:: THE PROBLEM ::
Starting with the line that has "Where can you see the forest" and going through the last of the items below, both ends included, reproduce every line and shift each point coordinate in the answers by adding 29 to it.

:: DATA SUPPLIED ::
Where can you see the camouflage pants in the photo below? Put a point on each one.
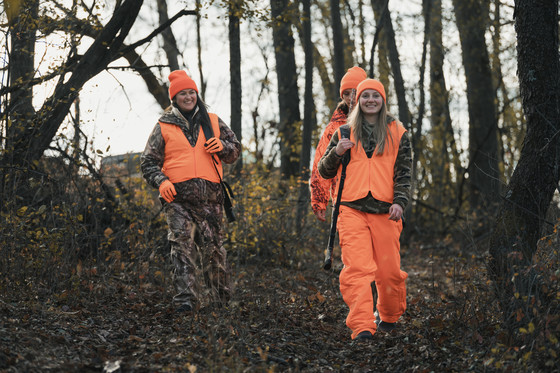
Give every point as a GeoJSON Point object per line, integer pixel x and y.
{"type": "Point", "coordinates": [200, 271]}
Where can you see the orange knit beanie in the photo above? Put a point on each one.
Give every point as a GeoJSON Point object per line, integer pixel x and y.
{"type": "Point", "coordinates": [179, 80]}
{"type": "Point", "coordinates": [352, 78]}
{"type": "Point", "coordinates": [371, 84]}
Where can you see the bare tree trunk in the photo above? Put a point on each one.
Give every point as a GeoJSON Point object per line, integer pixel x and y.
{"type": "Point", "coordinates": [382, 10]}
{"type": "Point", "coordinates": [483, 169]}
{"type": "Point", "coordinates": [32, 140]}
{"type": "Point", "coordinates": [235, 9]}
{"type": "Point", "coordinates": [199, 53]}
{"type": "Point", "coordinates": [21, 69]}
{"type": "Point", "coordinates": [288, 96]}
{"type": "Point", "coordinates": [522, 212]}
{"type": "Point", "coordinates": [308, 114]}
{"type": "Point", "coordinates": [338, 44]}
{"type": "Point", "coordinates": [441, 121]}
{"type": "Point", "coordinates": [362, 33]}
{"type": "Point", "coordinates": [169, 42]}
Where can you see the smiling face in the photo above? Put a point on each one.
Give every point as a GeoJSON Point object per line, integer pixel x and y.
{"type": "Point", "coordinates": [347, 96]}
{"type": "Point", "coordinates": [371, 103]}
{"type": "Point", "coordinates": [186, 99]}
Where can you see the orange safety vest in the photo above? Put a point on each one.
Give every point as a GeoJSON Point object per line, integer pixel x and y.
{"type": "Point", "coordinates": [373, 174]}
{"type": "Point", "coordinates": [183, 161]}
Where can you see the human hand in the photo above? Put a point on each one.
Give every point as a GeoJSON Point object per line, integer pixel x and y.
{"type": "Point", "coordinates": [343, 145]}
{"type": "Point", "coordinates": [213, 145]}
{"type": "Point", "coordinates": [395, 212]}
{"type": "Point", "coordinates": [320, 214]}
{"type": "Point", "coordinates": [167, 191]}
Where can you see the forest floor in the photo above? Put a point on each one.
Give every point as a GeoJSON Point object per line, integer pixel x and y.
{"type": "Point", "coordinates": [282, 318]}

:: FINISHED EXERCISE ::
Where can you see the forest floor in the photo above? Put a point on each one.
Give every point as a GeoJSON Point object per line, integer pixel x and y.
{"type": "Point", "coordinates": [311, 347]}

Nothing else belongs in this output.